-- Assigned task --
The entries below contain a line with "so the thing is I'm looking for the tall" and a line with "so the thing is I'm looking for the group". Quote exactly those two lines and all lines between them.

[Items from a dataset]
○ ○ ○ ○ ○
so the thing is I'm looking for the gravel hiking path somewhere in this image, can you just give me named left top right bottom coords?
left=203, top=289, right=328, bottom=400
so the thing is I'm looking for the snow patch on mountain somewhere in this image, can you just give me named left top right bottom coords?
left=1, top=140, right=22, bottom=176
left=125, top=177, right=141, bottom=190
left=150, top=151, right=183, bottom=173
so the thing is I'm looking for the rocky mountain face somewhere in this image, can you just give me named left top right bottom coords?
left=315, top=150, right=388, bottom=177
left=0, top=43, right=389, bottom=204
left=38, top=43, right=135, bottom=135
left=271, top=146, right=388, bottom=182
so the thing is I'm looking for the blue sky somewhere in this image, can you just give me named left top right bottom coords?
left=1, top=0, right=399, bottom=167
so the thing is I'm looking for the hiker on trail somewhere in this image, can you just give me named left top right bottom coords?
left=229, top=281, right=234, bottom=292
○ ○ ○ ○ ○
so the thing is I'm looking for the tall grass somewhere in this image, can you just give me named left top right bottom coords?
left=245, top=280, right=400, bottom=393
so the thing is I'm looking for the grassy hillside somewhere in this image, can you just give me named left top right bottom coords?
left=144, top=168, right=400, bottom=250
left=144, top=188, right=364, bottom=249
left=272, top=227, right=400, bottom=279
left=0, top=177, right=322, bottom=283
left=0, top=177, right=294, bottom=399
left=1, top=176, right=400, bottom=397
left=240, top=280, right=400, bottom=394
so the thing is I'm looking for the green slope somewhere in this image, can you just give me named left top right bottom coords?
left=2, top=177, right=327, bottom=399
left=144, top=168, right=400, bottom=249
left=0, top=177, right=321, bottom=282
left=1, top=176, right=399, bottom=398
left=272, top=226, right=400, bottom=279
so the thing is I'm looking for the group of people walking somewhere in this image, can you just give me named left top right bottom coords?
○ ○ ○ ○ ○
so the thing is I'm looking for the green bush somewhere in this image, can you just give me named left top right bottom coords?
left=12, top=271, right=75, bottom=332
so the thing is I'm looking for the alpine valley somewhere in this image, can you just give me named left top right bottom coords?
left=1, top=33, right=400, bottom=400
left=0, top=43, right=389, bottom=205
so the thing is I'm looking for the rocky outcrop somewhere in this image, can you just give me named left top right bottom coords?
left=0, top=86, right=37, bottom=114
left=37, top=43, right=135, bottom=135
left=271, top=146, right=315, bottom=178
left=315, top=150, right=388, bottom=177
○ ○ ○ ○ ○
-- Expected answer --
so the thing is I'm looking for the tall grass somewhere in this image, can you just give me named left top right bottom coords?
left=245, top=280, right=400, bottom=393
so the thing is I'm looking for the grassy hillside somewhere in this image, can you just give me named left top right bottom coords?
left=144, top=168, right=400, bottom=250
left=144, top=188, right=364, bottom=249
left=272, top=227, right=400, bottom=279
left=0, top=177, right=322, bottom=283
left=0, top=177, right=294, bottom=399
left=1, top=176, right=400, bottom=397
left=240, top=280, right=400, bottom=394
so the thing is I'm looking for the green slope somewhere in this image, can you just give me named left top right bottom coords?
left=2, top=177, right=327, bottom=399
left=144, top=168, right=400, bottom=249
left=0, top=177, right=321, bottom=282
left=1, top=176, right=399, bottom=398
left=272, top=226, right=400, bottom=279
so the thing is I'm looking for the group of people walking somewhere in this image, can you just give me named left top right bottom coords?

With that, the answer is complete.